**REQUEST A**
In the passage on cyber warfare law below, translate this sentence into Spanish: "This is a praiseworthy decision and reflects the policy of open access to research funded by tax money, which is becoming more and more common across Europe."

As long as the opportunities for the small states to gain the attention of the rest of the world with something constructive and memorable remain relatively limited, the small states have to pick wisely on which internationally relevant endeavours they spend their limited resources. As is well know, Estonia has chosen the Internet and cyberspace as one of the main issues of its politics and is one of the proponents of openness on cyber issues. However, cyberspace also conceals in itself dangers, some of the most serious of which are cyber wars and cyber-attacks. What are they and what kind of law with which limitations should apply to this modern phenomenon?
In March 2013 the Cambridge University Press published the Tallinn Manual on the International Law Applicable to Cyber Warfare, henceforth referred to as the Tallinn Manual.1 This was a result of the collective work of a group of experts led by professor Michael Schmitt from the United States Naval War College. Institutionally, however, the project was backed and commissioned by the NATO Cooperative Defence Centre of Excellence (NATO CCD COE), established in 2008 and located in Tallinn, which has made the book electronically accessible to all the interested parties.2 This is a praiseworthy decision and reflects the policy of open access to research funded by tax money, which is becoming more and more common across Europe. However, the authors of the project stress their independence as experts during the completion of the work and they do not want the views presented in the Manual to be attributed to the Cooperative Defence Centre, its sponsoring nations, or NATO (p. 11).

**RECORDED INFORMATION**
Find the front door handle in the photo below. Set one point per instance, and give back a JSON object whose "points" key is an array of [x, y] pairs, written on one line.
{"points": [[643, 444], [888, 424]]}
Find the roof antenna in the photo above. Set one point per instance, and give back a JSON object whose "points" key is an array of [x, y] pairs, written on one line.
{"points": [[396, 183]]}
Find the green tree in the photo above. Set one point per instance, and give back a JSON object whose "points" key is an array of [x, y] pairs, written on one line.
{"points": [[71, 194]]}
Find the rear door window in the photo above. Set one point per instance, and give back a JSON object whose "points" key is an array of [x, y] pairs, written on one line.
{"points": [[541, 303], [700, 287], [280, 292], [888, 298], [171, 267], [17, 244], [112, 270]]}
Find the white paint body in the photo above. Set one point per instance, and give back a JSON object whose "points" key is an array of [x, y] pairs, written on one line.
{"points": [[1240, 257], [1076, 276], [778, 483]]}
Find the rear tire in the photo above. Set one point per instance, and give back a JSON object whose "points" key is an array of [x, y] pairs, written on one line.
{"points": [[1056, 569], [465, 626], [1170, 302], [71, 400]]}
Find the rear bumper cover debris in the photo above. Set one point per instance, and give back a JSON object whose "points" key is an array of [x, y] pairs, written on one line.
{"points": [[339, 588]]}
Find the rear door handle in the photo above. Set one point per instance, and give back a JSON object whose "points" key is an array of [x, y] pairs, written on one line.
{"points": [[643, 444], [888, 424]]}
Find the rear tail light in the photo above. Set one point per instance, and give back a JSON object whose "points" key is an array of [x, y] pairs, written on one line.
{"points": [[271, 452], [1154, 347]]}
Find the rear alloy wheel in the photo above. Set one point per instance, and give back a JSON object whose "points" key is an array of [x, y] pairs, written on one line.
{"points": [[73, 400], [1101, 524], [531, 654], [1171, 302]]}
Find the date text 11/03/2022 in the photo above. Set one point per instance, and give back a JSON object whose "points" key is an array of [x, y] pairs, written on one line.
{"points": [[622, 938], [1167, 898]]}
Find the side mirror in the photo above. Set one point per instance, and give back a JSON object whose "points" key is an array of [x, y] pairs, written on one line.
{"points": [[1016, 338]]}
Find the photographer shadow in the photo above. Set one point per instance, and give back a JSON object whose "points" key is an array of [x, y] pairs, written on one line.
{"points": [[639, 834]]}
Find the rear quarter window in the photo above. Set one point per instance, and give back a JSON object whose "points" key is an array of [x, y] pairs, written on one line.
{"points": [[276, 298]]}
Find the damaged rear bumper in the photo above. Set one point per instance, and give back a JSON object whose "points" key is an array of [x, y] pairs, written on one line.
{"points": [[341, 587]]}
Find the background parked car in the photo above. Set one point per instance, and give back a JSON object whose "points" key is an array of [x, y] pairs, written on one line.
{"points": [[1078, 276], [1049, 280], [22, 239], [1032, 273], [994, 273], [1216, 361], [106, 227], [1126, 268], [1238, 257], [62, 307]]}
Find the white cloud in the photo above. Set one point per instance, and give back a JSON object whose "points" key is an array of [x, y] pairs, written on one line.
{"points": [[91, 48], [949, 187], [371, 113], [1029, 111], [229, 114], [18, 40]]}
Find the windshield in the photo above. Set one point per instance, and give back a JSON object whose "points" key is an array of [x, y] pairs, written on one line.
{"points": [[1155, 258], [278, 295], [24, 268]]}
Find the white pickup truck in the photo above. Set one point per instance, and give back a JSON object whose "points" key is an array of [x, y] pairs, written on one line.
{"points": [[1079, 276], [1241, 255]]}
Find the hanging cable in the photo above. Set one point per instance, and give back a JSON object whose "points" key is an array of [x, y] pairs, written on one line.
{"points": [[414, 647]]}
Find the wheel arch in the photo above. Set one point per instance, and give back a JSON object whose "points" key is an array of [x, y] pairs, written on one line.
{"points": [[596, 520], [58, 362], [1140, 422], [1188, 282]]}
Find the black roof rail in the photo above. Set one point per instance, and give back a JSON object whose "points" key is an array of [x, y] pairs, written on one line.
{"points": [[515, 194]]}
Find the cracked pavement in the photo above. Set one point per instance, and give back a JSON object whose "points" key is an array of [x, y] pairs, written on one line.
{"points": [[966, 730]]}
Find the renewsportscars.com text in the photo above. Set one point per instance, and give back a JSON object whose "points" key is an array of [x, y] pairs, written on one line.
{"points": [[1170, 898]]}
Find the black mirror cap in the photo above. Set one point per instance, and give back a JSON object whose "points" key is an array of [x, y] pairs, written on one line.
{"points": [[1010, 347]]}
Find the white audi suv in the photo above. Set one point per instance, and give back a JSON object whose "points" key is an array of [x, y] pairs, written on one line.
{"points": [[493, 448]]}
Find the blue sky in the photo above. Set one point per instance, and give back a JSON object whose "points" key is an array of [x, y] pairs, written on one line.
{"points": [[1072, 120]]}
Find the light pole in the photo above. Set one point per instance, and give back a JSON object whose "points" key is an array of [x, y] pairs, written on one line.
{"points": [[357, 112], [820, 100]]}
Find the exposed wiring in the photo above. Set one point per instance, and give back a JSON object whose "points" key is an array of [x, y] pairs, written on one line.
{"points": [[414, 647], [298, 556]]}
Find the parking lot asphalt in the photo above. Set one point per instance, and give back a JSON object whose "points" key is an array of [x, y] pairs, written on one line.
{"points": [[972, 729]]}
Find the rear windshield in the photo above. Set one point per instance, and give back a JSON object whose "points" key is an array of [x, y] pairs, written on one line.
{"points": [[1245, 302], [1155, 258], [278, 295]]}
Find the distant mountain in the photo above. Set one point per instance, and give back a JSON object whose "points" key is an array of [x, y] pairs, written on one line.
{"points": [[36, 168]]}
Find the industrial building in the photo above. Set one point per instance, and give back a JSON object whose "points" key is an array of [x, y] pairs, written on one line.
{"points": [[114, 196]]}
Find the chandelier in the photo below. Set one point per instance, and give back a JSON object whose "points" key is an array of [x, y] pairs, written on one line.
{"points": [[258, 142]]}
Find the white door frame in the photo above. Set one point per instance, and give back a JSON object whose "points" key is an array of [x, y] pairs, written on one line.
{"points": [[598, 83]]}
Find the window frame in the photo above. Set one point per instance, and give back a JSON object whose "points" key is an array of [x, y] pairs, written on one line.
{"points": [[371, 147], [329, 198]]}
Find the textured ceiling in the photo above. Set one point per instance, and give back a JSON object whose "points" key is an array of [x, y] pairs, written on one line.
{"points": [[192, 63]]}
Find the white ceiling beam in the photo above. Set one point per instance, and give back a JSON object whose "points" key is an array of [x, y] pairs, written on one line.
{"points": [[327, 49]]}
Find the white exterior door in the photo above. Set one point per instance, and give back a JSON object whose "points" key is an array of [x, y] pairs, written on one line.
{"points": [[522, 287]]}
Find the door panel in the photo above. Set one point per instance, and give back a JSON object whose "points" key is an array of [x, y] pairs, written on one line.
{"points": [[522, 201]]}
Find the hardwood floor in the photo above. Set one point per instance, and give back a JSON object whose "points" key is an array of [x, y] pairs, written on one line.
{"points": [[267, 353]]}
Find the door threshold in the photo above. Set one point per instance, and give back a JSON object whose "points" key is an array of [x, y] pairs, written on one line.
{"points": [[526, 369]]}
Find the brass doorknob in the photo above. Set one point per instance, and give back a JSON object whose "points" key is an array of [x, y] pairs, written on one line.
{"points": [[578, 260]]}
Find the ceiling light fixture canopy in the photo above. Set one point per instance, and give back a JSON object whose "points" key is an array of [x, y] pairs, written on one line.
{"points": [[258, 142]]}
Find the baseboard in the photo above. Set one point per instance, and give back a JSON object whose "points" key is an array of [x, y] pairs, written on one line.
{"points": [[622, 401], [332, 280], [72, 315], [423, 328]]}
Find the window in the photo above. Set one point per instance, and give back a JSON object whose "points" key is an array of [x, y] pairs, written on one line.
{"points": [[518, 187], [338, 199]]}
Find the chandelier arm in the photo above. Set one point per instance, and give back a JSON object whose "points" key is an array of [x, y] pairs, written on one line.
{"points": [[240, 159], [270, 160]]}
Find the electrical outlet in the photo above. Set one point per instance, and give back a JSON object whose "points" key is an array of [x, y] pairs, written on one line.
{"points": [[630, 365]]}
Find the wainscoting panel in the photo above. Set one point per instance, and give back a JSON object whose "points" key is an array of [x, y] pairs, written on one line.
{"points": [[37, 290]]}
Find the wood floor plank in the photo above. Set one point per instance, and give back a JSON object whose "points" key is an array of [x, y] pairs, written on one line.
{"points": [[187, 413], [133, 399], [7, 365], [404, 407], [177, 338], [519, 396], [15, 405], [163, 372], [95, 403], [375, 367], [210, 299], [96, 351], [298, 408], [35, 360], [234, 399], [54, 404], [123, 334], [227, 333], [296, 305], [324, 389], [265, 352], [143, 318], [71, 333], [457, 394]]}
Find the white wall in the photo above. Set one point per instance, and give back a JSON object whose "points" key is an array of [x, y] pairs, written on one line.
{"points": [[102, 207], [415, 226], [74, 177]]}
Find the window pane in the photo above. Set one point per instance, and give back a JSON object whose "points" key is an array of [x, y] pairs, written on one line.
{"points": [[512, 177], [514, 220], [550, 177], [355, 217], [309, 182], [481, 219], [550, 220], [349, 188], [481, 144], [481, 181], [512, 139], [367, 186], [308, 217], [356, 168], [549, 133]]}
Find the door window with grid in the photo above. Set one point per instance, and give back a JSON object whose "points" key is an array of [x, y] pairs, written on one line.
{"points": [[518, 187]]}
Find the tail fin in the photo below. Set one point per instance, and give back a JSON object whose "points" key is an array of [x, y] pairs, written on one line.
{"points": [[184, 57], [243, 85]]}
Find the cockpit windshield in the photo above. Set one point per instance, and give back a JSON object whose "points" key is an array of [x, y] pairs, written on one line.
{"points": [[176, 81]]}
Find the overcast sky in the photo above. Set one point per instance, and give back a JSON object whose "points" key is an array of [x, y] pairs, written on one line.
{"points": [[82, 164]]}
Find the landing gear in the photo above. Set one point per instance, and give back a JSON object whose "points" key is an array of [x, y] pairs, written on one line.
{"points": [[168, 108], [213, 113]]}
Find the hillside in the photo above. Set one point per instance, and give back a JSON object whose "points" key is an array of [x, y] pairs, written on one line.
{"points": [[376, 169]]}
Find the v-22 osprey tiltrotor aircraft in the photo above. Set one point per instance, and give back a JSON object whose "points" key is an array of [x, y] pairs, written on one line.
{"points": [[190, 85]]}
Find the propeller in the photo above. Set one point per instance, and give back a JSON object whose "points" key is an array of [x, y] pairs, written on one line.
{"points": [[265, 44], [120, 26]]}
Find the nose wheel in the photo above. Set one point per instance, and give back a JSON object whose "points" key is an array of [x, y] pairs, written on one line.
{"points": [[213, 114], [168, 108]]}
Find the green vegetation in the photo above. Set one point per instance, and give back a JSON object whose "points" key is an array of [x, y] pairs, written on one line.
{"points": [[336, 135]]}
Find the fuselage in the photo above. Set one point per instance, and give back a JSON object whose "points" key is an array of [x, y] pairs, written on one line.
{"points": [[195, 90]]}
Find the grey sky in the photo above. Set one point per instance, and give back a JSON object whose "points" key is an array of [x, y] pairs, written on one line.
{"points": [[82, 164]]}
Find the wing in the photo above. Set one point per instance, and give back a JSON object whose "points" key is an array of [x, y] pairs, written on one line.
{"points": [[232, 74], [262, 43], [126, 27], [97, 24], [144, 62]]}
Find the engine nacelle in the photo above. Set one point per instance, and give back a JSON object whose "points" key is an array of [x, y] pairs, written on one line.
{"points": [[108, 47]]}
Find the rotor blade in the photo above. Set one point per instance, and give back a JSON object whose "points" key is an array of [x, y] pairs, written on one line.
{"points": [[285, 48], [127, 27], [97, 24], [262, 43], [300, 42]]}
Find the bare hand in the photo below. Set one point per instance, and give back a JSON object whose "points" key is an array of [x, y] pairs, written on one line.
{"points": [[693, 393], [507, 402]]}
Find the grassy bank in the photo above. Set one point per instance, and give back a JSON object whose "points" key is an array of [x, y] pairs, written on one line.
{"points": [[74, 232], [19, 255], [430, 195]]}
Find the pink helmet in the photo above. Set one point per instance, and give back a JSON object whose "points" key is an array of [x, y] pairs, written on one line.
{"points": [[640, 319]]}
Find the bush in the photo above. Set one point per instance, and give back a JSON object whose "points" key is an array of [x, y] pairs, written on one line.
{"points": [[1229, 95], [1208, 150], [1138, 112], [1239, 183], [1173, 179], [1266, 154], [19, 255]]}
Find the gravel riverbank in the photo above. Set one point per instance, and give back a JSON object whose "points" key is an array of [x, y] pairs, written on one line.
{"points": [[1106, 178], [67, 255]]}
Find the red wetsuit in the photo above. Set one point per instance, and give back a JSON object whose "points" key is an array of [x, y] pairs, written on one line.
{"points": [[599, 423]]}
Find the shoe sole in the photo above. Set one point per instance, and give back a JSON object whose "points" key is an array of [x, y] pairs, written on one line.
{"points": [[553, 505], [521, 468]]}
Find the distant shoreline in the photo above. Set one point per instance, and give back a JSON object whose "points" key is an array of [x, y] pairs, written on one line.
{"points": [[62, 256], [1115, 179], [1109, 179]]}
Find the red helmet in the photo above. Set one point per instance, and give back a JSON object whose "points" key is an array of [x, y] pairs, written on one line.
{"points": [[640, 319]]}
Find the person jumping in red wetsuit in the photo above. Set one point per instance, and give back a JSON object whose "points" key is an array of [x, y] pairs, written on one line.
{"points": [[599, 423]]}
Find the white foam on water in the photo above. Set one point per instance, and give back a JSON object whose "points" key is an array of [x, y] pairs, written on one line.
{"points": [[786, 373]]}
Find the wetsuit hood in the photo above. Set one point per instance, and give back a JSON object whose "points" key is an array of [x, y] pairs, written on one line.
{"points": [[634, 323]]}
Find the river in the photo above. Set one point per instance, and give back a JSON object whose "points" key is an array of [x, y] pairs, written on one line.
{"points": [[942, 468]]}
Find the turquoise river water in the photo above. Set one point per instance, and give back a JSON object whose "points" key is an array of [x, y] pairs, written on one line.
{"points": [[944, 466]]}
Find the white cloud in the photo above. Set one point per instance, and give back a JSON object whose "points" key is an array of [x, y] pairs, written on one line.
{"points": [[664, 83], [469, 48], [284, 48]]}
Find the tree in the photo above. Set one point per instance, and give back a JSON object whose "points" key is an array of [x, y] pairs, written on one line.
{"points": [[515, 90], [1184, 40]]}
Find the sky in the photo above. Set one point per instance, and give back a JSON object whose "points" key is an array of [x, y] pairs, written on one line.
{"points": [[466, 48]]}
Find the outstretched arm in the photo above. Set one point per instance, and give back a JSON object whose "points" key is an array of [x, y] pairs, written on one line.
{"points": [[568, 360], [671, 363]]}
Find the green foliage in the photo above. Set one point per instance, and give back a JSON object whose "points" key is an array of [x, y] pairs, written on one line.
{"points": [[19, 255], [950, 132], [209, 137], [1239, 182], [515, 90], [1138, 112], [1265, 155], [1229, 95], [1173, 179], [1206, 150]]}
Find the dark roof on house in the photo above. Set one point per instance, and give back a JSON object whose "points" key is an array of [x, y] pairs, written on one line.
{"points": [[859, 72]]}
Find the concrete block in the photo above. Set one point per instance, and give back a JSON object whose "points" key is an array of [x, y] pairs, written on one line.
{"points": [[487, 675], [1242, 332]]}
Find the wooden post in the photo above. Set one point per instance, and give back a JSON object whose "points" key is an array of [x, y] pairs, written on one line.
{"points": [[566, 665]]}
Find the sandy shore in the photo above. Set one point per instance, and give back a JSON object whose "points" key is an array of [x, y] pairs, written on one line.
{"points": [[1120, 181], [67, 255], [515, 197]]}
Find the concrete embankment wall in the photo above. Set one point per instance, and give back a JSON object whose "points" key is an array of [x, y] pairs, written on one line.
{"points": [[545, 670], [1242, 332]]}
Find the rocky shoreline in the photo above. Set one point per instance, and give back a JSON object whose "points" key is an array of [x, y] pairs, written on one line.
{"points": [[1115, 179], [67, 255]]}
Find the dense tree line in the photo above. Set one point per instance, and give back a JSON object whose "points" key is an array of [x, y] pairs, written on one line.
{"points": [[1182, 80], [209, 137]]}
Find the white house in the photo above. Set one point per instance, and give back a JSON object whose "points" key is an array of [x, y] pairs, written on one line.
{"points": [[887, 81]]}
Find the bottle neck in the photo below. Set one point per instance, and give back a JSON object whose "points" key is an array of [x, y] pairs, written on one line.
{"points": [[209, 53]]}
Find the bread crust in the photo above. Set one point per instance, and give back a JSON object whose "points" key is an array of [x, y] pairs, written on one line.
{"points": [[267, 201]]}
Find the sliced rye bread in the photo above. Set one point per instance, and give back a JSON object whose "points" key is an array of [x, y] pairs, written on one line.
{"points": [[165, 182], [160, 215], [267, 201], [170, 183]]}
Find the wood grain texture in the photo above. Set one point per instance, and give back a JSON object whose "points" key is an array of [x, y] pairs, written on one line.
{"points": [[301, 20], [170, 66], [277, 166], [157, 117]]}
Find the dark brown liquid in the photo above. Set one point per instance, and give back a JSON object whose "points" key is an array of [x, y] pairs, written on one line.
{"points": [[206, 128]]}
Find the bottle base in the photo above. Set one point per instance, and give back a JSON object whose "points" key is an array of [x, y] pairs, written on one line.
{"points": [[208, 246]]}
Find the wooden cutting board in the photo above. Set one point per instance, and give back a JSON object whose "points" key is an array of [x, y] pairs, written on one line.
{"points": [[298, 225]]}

**REQUEST B**
Pull out every line of the listing above that contains the word "floor". Case counts.

**WRITTEN REPLY A**
Se trata de una decisión encomiable y refleja la política de acceso abierto a la investigación financiada con dinero de los impuestos, que es cada vez más común en toda Europa.

**WRITTEN REPLY B**
Find the hardwood floor in the photo above. Set one point per instance, and give back a JSON object whose "points" key is an array of [x, y] pairs, written on one line.
Find the wood floor plank in the photo above. Set one point per instance, and give back a JSON object whose "points" key is an array of [x, y] pairs, written on one line.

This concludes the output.